* [EXERCISE]: Stop after the line containing "pixel 958 506": print each line exactly from the first line of the listing up to that point.

* [SOURCE MATERIAL]:
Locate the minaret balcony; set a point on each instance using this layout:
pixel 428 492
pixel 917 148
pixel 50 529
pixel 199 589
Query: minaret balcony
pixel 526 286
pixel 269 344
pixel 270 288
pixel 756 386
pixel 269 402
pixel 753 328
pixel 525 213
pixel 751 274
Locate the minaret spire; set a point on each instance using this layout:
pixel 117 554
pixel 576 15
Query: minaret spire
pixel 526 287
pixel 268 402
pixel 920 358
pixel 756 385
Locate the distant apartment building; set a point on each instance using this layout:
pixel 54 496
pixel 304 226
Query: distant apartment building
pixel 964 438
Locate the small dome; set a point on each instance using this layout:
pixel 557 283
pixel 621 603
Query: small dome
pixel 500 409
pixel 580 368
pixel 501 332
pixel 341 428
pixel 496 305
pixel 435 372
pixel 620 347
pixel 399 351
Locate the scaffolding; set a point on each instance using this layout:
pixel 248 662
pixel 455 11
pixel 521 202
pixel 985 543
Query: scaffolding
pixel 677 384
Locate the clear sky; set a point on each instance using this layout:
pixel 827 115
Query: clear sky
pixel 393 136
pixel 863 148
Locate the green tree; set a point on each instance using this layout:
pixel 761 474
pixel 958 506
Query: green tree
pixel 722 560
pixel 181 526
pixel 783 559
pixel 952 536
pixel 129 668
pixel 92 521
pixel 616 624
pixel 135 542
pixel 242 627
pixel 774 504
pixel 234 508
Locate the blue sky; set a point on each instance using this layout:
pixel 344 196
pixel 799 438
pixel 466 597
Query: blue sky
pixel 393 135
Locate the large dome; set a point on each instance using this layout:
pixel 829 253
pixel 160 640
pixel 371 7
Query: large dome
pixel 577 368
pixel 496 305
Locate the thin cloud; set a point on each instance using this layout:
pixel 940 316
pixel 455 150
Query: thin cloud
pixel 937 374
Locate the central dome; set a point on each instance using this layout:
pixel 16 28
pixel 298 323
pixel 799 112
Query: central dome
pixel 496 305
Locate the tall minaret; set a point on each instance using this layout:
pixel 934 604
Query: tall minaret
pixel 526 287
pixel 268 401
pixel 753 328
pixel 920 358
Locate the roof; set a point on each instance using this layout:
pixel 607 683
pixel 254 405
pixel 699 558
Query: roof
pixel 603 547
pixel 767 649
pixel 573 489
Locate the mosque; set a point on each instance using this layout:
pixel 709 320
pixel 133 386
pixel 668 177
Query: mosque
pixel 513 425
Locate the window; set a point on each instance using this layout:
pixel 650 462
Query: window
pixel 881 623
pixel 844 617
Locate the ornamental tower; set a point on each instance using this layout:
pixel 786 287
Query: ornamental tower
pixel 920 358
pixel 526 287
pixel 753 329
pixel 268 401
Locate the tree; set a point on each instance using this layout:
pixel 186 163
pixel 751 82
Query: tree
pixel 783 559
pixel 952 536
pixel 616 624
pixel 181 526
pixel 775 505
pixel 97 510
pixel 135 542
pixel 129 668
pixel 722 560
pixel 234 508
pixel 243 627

* [OUTPUT FOR THIS EXERCISE]:
Locate the minaret balcony; set a point on each instance using this layout:
pixel 428 492
pixel 917 148
pixel 50 529
pixel 199 589
Query: minaret balcony
pixel 526 286
pixel 269 344
pixel 270 288
pixel 756 386
pixel 269 402
pixel 753 328
pixel 525 213
pixel 751 274
Locate the minaret spire; set a point on each instance using this layout:
pixel 117 554
pixel 576 15
Query: minaret spire
pixel 526 287
pixel 268 402
pixel 920 358
pixel 756 385
Locate the distant apartment building; set a point on each instance using this layout:
pixel 54 496
pixel 304 226
Query: distant apartment building
pixel 964 438
Locate the small dome; set a point on each instance using this layout:
pixel 557 283
pixel 621 603
Query: small dome
pixel 500 409
pixel 580 368
pixel 501 332
pixel 341 428
pixel 496 305
pixel 435 372
pixel 620 347
pixel 399 351
Locate the scaffolding; set a point on each instance using this layout:
pixel 248 662
pixel 455 11
pixel 521 202
pixel 985 543
Query: scaffolding
pixel 677 384
Locate the clear sky; set a point on each instance using this layout:
pixel 827 115
Query: clear sky
pixel 393 136
pixel 863 148
Locate the green tree; set a point on each instance using this layout:
pixel 761 474
pixel 958 506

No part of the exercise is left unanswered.